* Reading text
= Beginning of Section =
Former Steamboat Ski Resort President Chris Diamond died Thursday at 76 years old
Diamond led the resort for 17 years, later writing a book about his 40-year career in the ski industry
Chris Diamond, the president of Steamboat Ski Resort for 17 years before he retired in 2015, died on Thursday, Jan. 12, according to the Yampa Valley Funeral Home. He was 76 years old.
Ski Area Management Magazine reported the cause of death was pancreatic cancer.
According to newspaper archives, Diamond never set out to run ski resorts. He told the Steamboat Pilot & Today following his retirement that “it just happened that way.” After starting out as a bartender in Vermont, Diamond spent most of his career in the ski industry, eventually ending it in Ski Town, U.S.A., two years after the resort’s 50th anniversary.
“We embarked on this journey for the love of the sport and Champagne Powder Snow,” Diamond wrote in a 2013 column thanking the community for its contributions to the resort over its history.
Certain he would be drafted during the Vietnam War, Diamond enrolled in a Reserve Officer Training Corps program at UMass Amherst, allowing him some control over his destiny. He was told to report to active duty just before Christmas in 1969, but that was postponed.
That allowed him to break into the ski business with his first job writing news releases for Killington Ski Area in Vermont for $25 a day and a free ski pass. He came to Steamboat Springs in 1999 when the resort changed ownership.
= End of Section =
* Information supplied
= Beginning of Section =
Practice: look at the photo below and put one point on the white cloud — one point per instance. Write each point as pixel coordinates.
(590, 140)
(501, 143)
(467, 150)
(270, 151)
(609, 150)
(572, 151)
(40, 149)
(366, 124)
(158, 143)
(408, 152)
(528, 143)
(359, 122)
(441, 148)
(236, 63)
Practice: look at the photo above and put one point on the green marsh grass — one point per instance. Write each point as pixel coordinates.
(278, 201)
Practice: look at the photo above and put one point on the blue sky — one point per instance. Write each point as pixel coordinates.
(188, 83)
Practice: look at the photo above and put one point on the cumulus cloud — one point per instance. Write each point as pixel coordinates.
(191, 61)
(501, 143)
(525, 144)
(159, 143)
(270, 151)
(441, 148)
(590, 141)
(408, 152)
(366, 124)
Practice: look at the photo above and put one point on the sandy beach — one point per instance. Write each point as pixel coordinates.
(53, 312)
= End of Section =
= Beginning of Section =
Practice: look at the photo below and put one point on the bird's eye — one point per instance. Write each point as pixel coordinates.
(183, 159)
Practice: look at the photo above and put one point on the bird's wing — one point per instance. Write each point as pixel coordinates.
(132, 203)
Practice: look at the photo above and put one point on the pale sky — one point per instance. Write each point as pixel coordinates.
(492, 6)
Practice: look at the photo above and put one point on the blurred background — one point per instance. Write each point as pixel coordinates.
= End of Section =
* What to do
(1) Using the Chris Diamond article, say whether each statement agrees with it, answering yes or no and quoting the deciding words: (a) Diamond retired from Steamboat Ski Resort in 2015. (b) Diamond's first job in the ski business was tending bar at Killington. (c) Diamond arrived in Steamboat Springs in 1999.
(2) Pick up the Chris Diamond article after its final sentence and keep writing it.
The records play no part in what follows.

* Set of answers
(1)
(a) Yes: "before he retired in 2015"
(b) No: "his first job writing news releases for Killington Ski Area in Vermont for $25 a day and a free ski pass"
(c) Yes: "He came to Steamboat Springs in 1999 when the resort changed ownership."

(2)
During his time at the helm, the Steamboat Grand was built, but the resort also went through a series of financial troubles that led to selling off property around the base area.
However, his leadership is also credited for significant changes at the resort, including installing the ski area’s first six-pack chairlift in 2007, completely changing the experience of Gondola Square in 2011, the addition of Four Points Lodge in 2013, among others.
After his retirement, Diamond would go on to write two books about his 40-plus years in the ski industry, the first titled “Ski Inc.,” chronicling the failed sale of the resort in 2002 and other highlights. He was eventually inducted in to the Colorado Snowsports Hall of Fame in 2017.
“From the first visionaries such as Jim Temple and John Fetcher to local powderhounds pressing glass on a special day, the passion and joy for skiing/riding and for this community keeps taking us to new heights,” Diamond wrote in the column. “Anything is possible in Steamboat.”
A celebration of life will be held at a later date.